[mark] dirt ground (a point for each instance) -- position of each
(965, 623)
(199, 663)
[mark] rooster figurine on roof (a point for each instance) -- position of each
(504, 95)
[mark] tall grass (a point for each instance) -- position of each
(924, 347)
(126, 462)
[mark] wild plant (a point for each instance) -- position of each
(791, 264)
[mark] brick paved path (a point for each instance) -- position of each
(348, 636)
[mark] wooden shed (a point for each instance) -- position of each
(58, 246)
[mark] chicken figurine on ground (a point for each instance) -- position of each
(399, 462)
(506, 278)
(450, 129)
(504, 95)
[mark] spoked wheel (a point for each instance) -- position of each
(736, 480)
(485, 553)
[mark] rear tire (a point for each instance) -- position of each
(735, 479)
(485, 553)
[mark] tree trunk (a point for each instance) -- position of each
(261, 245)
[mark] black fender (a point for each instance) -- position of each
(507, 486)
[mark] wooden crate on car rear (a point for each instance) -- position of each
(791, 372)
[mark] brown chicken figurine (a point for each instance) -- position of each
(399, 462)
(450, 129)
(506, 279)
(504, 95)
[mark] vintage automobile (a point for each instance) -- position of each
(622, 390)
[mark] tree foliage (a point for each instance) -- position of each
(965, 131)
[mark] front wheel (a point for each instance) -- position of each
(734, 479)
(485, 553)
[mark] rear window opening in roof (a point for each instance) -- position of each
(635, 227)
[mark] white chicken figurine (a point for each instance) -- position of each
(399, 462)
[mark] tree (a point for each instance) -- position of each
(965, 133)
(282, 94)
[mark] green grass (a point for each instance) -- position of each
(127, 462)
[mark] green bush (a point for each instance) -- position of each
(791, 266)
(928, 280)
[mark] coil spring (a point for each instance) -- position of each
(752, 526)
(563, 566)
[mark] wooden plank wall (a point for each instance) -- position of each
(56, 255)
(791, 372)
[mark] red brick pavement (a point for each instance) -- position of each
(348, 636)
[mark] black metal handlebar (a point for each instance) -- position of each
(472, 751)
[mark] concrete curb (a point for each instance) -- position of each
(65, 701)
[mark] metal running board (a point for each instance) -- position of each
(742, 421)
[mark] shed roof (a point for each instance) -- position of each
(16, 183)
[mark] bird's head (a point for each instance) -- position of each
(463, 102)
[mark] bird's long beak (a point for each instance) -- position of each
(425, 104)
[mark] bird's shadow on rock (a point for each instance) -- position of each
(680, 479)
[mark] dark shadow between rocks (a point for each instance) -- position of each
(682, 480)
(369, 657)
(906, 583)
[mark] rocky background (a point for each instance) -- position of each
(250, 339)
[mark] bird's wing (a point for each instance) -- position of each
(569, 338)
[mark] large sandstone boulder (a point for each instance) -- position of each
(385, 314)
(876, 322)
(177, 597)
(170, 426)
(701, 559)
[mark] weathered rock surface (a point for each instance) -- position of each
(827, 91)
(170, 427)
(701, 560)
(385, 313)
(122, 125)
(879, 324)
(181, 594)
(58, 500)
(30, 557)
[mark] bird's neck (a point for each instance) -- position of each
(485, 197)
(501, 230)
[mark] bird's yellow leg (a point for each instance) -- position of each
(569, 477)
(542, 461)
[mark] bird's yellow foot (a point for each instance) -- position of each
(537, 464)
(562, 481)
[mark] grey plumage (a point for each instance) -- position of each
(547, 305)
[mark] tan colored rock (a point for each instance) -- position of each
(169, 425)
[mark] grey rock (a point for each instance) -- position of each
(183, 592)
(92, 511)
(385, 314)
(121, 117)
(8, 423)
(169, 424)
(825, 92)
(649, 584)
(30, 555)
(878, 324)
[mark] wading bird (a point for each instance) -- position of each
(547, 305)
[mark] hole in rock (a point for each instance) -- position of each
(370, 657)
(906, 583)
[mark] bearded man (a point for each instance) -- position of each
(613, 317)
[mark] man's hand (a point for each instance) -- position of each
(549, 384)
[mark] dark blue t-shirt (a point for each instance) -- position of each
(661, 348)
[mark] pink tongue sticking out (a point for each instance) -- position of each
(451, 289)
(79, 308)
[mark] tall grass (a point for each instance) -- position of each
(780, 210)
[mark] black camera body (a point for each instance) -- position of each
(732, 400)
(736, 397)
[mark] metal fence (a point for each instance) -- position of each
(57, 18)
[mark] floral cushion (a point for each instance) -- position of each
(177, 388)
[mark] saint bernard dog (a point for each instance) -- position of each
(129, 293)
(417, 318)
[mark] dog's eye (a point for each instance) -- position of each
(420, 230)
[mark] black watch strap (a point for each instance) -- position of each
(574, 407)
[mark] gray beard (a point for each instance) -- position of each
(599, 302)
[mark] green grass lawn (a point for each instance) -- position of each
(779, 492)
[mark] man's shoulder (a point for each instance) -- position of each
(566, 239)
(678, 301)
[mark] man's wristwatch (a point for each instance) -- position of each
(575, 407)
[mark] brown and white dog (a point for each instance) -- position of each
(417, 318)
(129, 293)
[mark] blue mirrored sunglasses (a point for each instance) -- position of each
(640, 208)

==============================

#### [EXERCISE AIM]
Output every entry shown above, exactly.

#### [SOLUTION TO THIS EXERCISE]
[mark] dirt ground (a point for each instance) -- position of each
(965, 623)
(199, 663)
[mark] rooster figurine on roof (a point for each instance) -- position of each
(504, 95)
[mark] tall grass (a point for each instance) -- position of each
(924, 347)
(126, 462)
[mark] wild plant (a point for each instance) -- position of each
(791, 264)
[mark] brick paved path (a point for each instance) -- position of each
(348, 636)
[mark] wooden shed (a point for each instance) -- position of each
(58, 246)
[mark] chicken figurine on ground (a point for each instance) -- position of each
(399, 462)
(506, 278)
(450, 129)
(504, 95)
[mark] spoked wheel (a point for each instance) -- position of each
(736, 480)
(485, 553)
[mark] rear tire (a point for each instance) -- position of each
(735, 479)
(485, 553)
[mark] tree trunk (a point for each instance) -- position of each
(261, 245)
[mark] black fender (a point for each instance) -- position of each
(507, 486)
[mark] wooden crate on car rear (a point for each instance) -- position of each
(791, 372)
[mark] brown chicken figurine (a point for each instance) -- position of each
(399, 462)
(450, 129)
(506, 279)
(504, 95)
[mark] vintage automobile (a point for each instance) -- position of each
(622, 390)
[mark] tree foliage (a point for each instance) -- position of each
(965, 131)
[mark] front wheel (a point for each instance) -- position of each
(734, 479)
(485, 553)
[mark] rear window opening in roof (a point for each instance) -- position of each
(635, 227)
[mark] white chicken figurine (a point for each instance) -- position of each
(399, 462)
[mark] tree (a point for each instance) -- position of each
(965, 133)
(282, 94)
[mark] green grass (a point for each instance) -- position of each
(127, 462)
[mark] green bush (a point for each instance) -- position of each
(791, 266)
(928, 280)
[mark] coil spring (a point for each instance) -- position of each
(752, 526)
(563, 566)
[mark] wooden plank wall (a point for each instance) -- position of each
(56, 255)
(791, 372)
[mark] red brick pavement (a point for each instance) -- position of each
(348, 636)
[mark] black metal handlebar (a point for each instance) -- position of each
(472, 751)
[mark] concrete curb (a point for each instance) -- position of each
(65, 701)
[mark] metal running board (a point for each instance) -- position of each
(742, 421)
[mark] shed roof (a point for each instance) -- position of each
(16, 183)
[mark] bird's head (a point for each instance) -- position of each
(463, 102)
[mark] bird's long beak (a point for each instance) -- position of each
(425, 104)
[mark] bird's shadow on rock (a point for each instance) -- position of each
(680, 479)
[mark] dark shadow between rocks (a point for each instance) -- position of each
(682, 480)
(369, 657)
(906, 583)
[mark] rocky background (a point for each instance) -- position of each
(250, 339)
[mark] bird's wing (a point for each instance) -- position of each
(569, 338)
[mark] large sandstone boulder (a point for each instance) -- position of each
(385, 314)
(876, 322)
(177, 597)
(170, 426)
(701, 559)
[mark] weathered rock surface (a point for each instance) -- position of each
(827, 91)
(170, 427)
(701, 560)
(385, 313)
(122, 125)
(879, 324)
(181, 594)
(58, 500)
(30, 557)
[mark] bird's neck (a point for each instance) -- position of each
(485, 197)
(501, 230)
[mark] bird's yellow leg (a point for each instance) -- position of each
(569, 477)
(542, 461)
[mark] bird's yellow foot (a point for each instance) -- position of each
(537, 464)
(562, 481)
[mark] grey plumage (a point for each instance) -- position of each
(547, 305)
[mark] tan colored rock (a point for each instance) -- position of each
(169, 425)
[mark] grey rock (a point for each instance) -- position of each
(183, 592)
(92, 511)
(385, 314)
(121, 117)
(8, 423)
(169, 424)
(825, 92)
(649, 584)
(30, 555)
(878, 324)
[mark] wading bird (a point for each instance) -- position of each
(547, 305)
[mark] hole in rock (a point for each instance) -- position of each
(370, 657)
(906, 583)
[mark] bearded man (a point for each instance) -- position of each
(613, 317)
[mark] man's hand (a point for each instance) -- position of each
(549, 384)
[mark] dark blue t-shirt (a point for each instance) -- position of each
(661, 348)
[mark] pink tongue sticking out (a point for each instance) -- position of each
(451, 289)
(79, 308)
[mark] tall grass (a point for each instance) -- position of each
(780, 210)
[mark] black camera body (a point for each instance) -- position of each
(732, 400)
(736, 397)
[mark] metal fence (a point for each instance) -- position of each
(57, 18)
[mark] floral cushion (a point for each instance) -- position of each
(177, 388)
[mark] saint bernard dog (a point for each instance) -- position of each
(129, 293)
(417, 318)
[mark] dog's eye (a point for each instance) -- position of each
(420, 230)
[mark] black watch strap (a point for each instance) -- position of each
(574, 407)
[mark] gray beard (a point for each instance) -- position of each
(599, 302)
[mark] green grass lawn (a point for each instance) -- position of each
(779, 492)
[mark] man's shoulder (a point for each instance) -- position of each
(566, 239)
(678, 301)
[mark] man's wristwatch (a point for each instance) -- position of each
(575, 407)
[mark] brown and white dog (a point for each instance) -- position of each
(417, 318)
(129, 293)
[mark] blue mirrored sunglasses (a point for each instance) -- position of each
(640, 208)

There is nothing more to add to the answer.